# [Instructions for the task]
Pull out every line in the entries below that contains the word "like".

───── Data ─────

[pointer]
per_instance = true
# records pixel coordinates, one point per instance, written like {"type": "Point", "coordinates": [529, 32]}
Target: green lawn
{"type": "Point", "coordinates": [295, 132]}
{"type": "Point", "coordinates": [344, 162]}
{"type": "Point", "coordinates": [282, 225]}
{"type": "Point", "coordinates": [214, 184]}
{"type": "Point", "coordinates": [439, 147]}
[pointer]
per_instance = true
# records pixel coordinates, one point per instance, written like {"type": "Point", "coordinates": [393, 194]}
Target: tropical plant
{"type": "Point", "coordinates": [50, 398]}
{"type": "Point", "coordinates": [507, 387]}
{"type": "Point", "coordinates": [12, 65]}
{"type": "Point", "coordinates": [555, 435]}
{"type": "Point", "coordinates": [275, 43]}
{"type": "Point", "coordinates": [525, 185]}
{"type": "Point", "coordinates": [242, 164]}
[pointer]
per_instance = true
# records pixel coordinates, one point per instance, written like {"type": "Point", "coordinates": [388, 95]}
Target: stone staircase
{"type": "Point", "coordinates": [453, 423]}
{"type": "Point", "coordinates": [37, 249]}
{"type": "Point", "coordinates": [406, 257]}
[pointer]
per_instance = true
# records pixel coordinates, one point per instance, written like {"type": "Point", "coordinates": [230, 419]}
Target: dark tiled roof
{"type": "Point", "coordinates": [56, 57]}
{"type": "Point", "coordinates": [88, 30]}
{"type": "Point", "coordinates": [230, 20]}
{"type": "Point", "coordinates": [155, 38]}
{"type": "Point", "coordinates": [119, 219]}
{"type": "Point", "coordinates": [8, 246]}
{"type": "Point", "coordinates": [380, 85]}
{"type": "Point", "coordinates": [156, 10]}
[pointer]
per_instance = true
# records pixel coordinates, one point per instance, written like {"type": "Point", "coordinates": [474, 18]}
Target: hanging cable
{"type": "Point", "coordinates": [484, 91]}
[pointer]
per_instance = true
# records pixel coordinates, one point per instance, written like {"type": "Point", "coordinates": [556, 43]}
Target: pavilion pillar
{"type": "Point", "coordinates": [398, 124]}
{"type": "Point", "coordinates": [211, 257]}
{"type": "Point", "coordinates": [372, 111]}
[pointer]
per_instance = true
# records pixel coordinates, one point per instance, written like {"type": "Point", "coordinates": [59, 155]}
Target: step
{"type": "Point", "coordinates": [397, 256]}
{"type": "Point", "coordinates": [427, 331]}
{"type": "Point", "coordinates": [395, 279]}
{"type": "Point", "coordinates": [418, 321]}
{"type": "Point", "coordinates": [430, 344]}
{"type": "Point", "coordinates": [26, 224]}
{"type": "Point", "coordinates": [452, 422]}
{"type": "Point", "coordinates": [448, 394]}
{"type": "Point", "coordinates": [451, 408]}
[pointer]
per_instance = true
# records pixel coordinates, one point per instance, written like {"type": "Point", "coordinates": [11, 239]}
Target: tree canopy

─────

# [Task answer]
# records pixel coordinates, one point per instance, written like {"type": "Point", "coordinates": [529, 32]}
# records pixel coordinates, one point per instance, written like {"type": "Point", "coordinates": [393, 194]}
# records pixel coordinates, one point per instance, written like {"type": "Point", "coordinates": [388, 95]}
# records pixel coordinates, one point per instance, written like {"type": "Point", "coordinates": [230, 419]}
# records pixel coordinates, one point per instance, written like {"type": "Point", "coordinates": [474, 18]}
# records pixel coordinates, one point per instance, written like {"type": "Point", "coordinates": [556, 43]}
# records pixel coordinates, one point per instance, written like {"type": "Point", "coordinates": [59, 155]}
# records pixel coordinates, one point per instance, written like {"type": "Point", "coordinates": [11, 239]}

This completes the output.